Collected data
* * *
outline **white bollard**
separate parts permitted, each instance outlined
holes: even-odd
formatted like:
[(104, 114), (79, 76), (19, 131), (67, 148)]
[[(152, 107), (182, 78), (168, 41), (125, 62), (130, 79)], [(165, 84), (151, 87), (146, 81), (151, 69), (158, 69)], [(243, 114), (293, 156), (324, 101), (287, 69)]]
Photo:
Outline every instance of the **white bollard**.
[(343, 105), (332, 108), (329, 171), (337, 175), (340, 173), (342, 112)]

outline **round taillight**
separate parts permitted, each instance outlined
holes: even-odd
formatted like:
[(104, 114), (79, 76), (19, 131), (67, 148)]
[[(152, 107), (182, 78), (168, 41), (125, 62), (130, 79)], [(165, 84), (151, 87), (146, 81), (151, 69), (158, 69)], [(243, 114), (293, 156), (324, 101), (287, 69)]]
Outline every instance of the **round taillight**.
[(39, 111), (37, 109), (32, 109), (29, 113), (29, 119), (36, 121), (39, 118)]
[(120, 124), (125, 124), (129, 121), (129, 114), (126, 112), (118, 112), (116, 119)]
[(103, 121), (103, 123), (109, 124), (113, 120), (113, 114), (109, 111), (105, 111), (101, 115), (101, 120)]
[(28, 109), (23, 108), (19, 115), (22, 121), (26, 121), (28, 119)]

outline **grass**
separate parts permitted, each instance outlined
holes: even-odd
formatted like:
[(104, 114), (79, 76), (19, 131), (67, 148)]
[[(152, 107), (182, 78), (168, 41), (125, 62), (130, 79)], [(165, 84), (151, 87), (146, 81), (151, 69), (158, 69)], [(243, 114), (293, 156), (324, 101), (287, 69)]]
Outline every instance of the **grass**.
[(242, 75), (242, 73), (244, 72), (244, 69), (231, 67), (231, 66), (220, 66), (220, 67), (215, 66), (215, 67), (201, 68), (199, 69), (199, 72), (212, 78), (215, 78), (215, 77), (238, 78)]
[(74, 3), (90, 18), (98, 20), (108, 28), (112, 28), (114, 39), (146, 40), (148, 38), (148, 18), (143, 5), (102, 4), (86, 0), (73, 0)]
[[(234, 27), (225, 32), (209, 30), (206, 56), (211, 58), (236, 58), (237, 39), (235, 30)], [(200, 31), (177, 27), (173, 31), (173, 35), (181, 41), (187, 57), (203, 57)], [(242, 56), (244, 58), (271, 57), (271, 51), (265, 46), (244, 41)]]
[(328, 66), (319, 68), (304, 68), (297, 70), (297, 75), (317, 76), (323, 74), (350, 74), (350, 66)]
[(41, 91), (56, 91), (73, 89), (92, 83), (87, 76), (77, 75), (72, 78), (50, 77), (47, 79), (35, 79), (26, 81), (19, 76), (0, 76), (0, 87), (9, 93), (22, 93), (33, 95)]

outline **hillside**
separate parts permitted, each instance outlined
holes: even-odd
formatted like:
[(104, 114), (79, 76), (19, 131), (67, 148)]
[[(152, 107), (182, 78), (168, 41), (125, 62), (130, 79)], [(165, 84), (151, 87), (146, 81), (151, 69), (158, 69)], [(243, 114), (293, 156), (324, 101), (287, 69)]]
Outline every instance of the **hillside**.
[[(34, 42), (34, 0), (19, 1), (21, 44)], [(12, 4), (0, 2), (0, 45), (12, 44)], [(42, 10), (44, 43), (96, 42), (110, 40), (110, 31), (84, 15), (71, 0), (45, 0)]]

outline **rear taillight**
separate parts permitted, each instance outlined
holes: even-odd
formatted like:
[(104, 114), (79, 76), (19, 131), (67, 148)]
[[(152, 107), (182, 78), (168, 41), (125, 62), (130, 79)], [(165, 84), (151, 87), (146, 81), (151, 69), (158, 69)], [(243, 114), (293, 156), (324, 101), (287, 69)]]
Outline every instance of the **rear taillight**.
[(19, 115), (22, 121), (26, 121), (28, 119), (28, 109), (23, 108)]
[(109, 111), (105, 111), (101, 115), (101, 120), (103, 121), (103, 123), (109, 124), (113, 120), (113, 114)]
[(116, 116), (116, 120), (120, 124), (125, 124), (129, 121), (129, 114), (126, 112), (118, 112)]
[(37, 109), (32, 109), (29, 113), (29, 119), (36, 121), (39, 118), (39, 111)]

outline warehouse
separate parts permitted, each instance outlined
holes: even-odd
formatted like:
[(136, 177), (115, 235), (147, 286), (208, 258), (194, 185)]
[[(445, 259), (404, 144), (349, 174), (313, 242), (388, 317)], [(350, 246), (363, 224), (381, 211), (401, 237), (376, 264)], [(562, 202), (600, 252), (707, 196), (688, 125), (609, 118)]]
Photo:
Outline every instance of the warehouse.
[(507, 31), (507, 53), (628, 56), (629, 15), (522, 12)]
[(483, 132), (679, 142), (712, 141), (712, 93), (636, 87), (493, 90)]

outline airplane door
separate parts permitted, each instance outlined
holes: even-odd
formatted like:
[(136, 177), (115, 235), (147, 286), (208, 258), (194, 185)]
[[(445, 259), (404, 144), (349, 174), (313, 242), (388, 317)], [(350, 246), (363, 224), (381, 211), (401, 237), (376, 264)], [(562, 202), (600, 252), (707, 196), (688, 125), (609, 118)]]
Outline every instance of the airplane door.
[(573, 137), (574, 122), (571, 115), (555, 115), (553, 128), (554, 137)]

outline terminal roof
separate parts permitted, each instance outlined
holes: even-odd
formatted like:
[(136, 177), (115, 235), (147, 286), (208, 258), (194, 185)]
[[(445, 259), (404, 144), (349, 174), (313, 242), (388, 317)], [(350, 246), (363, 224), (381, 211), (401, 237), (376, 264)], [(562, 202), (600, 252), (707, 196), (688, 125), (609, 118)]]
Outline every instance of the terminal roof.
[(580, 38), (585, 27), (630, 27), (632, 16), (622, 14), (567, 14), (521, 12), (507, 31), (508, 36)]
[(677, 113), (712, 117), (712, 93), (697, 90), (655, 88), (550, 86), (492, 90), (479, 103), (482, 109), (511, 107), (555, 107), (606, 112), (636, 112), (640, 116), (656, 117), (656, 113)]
* * *
» **Your task**: Exactly as they appear above, transcribe the records in full.

» **Response**:
outline **white bollard**
separate parts permitted, each instance outlined
holes: even-odd
formatted like:
[(104, 114), (79, 76), (19, 131), (67, 148)]
[[(152, 107), (182, 78), (168, 41), (125, 62), (130, 79)], [(165, 84), (151, 87), (146, 81), (151, 69), (158, 69)], [(243, 114), (293, 156), (324, 101), (287, 69)]]
Photo:
Outline every instance of the **white bollard**.
[(343, 105), (332, 108), (329, 171), (337, 175), (340, 173), (342, 112)]

outline **round taillight**
separate parts permitted, each instance outlined
holes: even-odd
formatted like:
[(104, 114), (79, 76), (19, 131), (67, 148)]
[[(152, 107), (182, 78), (168, 41), (125, 62), (130, 79)], [(165, 84), (151, 87), (146, 81), (151, 69), (158, 69)], [(243, 114), (293, 156), (324, 101), (287, 69)]]
Outline every instance of the **round taillight**.
[(39, 111), (37, 109), (32, 109), (29, 113), (29, 119), (36, 121), (39, 118)]
[(120, 124), (125, 124), (129, 121), (129, 114), (126, 112), (118, 112), (116, 119)]
[(103, 121), (103, 123), (109, 124), (113, 120), (113, 114), (109, 111), (105, 111), (101, 115), (101, 120)]
[(28, 109), (23, 108), (19, 115), (22, 121), (26, 121), (28, 119)]

outline **grass**
separate parts permitted, each instance outlined
holes: even-odd
formatted like:
[(104, 114), (79, 76), (19, 131), (67, 148)]
[[(152, 107), (182, 78), (168, 41), (125, 62), (130, 79)], [(165, 84), (151, 87), (146, 81), (151, 69), (158, 69)], [(243, 114), (293, 156), (324, 101), (287, 69)]]
Outline every instance of the **grass**.
[(242, 75), (242, 73), (244, 72), (244, 69), (231, 67), (231, 66), (220, 66), (220, 67), (215, 66), (215, 67), (201, 68), (199, 69), (199, 72), (212, 78), (215, 78), (215, 77), (238, 78)]
[(74, 3), (90, 18), (98, 20), (108, 28), (112, 28), (114, 39), (146, 40), (148, 38), (148, 18), (143, 5), (102, 4), (86, 0), (73, 0)]
[[(234, 27), (225, 32), (209, 30), (206, 56), (211, 58), (236, 58), (237, 39), (235, 30)], [(200, 31), (177, 27), (173, 31), (173, 35), (181, 41), (187, 57), (203, 57)], [(242, 56), (244, 58), (271, 57), (271, 51), (265, 46), (244, 41)]]
[(328, 66), (319, 68), (304, 68), (297, 70), (297, 75), (317, 76), (323, 74), (350, 74), (350, 66)]
[(41, 91), (56, 91), (73, 89), (92, 83), (87, 76), (77, 75), (72, 78), (50, 77), (47, 79), (35, 79), (26, 81), (19, 76), (0, 76), (0, 87), (9, 93), (22, 93), (33, 95)]

outline **hillside**
separate parts permitted, each instance outlined
holes: even-odd
formatted like:
[(104, 114), (79, 76), (19, 131), (67, 148)]
[[(152, 107), (182, 78), (168, 41), (125, 62), (130, 79)], [(165, 84), (151, 87), (146, 81), (151, 69), (158, 69)], [(243, 114), (293, 156), (324, 101), (287, 69)]]
Outline every instance of the **hillside**.
[[(34, 42), (34, 0), (19, 1), (21, 44)], [(12, 4), (0, 2), (0, 45), (12, 44)], [(42, 10), (44, 43), (96, 42), (110, 40), (110, 31), (84, 15), (71, 0), (45, 0)]]

outline **rear taillight**
separate parts permitted, each instance outlined
holes: even-odd
formatted like:
[(104, 114), (79, 76), (19, 131), (67, 148)]
[[(152, 107), (182, 78), (168, 41), (125, 62), (130, 79)], [(165, 84), (151, 87), (146, 81), (151, 69), (158, 69)], [(243, 114), (293, 156), (324, 101), (287, 69)]]
Outline every instance of the **rear taillight**.
[(19, 115), (22, 121), (26, 121), (28, 119), (28, 109), (23, 108)]
[(109, 111), (105, 111), (101, 115), (101, 120), (103, 121), (103, 123), (109, 124), (113, 120), (113, 114)]
[(116, 116), (116, 120), (120, 124), (125, 124), (129, 121), (129, 114), (126, 112), (118, 112)]
[(37, 109), (32, 109), (29, 113), (29, 119), (36, 121), (39, 118), (39, 111)]

outline warehouse
separate parts permitted, each instance outlined
holes: even-odd
formatted like:
[(136, 177), (115, 235), (147, 286), (208, 258), (194, 185)]
[[(445, 259), (404, 144), (349, 174), (313, 242), (388, 317)], [(350, 246), (363, 224), (381, 211), (401, 237), (376, 264)], [(562, 202), (600, 252), (707, 196), (688, 125), (609, 118)]]
Photo:
Outline every instance of the warehouse.
[(507, 31), (507, 53), (628, 56), (629, 15), (522, 12)]
[(483, 132), (679, 142), (712, 141), (712, 93), (636, 87), (493, 90)]

outline airplane door
separate parts permitted, each instance outlined
holes: even-odd
formatted like:
[(136, 177), (115, 235), (147, 286), (208, 258), (194, 185)]
[[(445, 259), (404, 144), (349, 174), (313, 242), (388, 317)], [(350, 246), (363, 224), (381, 211), (401, 237), (376, 264)], [(562, 202), (600, 252), (707, 196), (688, 125), (609, 118)]]
Outline every instance of the airplane door.
[(573, 137), (574, 122), (571, 115), (555, 115), (553, 128), (554, 137)]

outline terminal roof
separate parts permitted, each instance outlined
holes: even-odd
formatted like:
[(136, 177), (115, 235), (147, 286), (208, 258), (194, 185)]
[[(445, 259), (404, 144), (349, 174), (313, 242), (388, 317)], [(350, 246), (363, 224), (381, 211), (401, 237), (376, 264)], [(562, 202), (600, 252), (707, 196), (688, 125), (609, 118)]]
Outline every instance of the terminal roof.
[(580, 38), (585, 27), (630, 27), (632, 16), (622, 14), (567, 14), (521, 12), (507, 31), (508, 36)]
[(677, 113), (712, 117), (712, 93), (697, 90), (655, 88), (550, 86), (492, 90), (479, 103), (482, 109), (511, 107), (555, 107), (606, 112), (636, 112), (640, 116), (656, 117), (656, 113)]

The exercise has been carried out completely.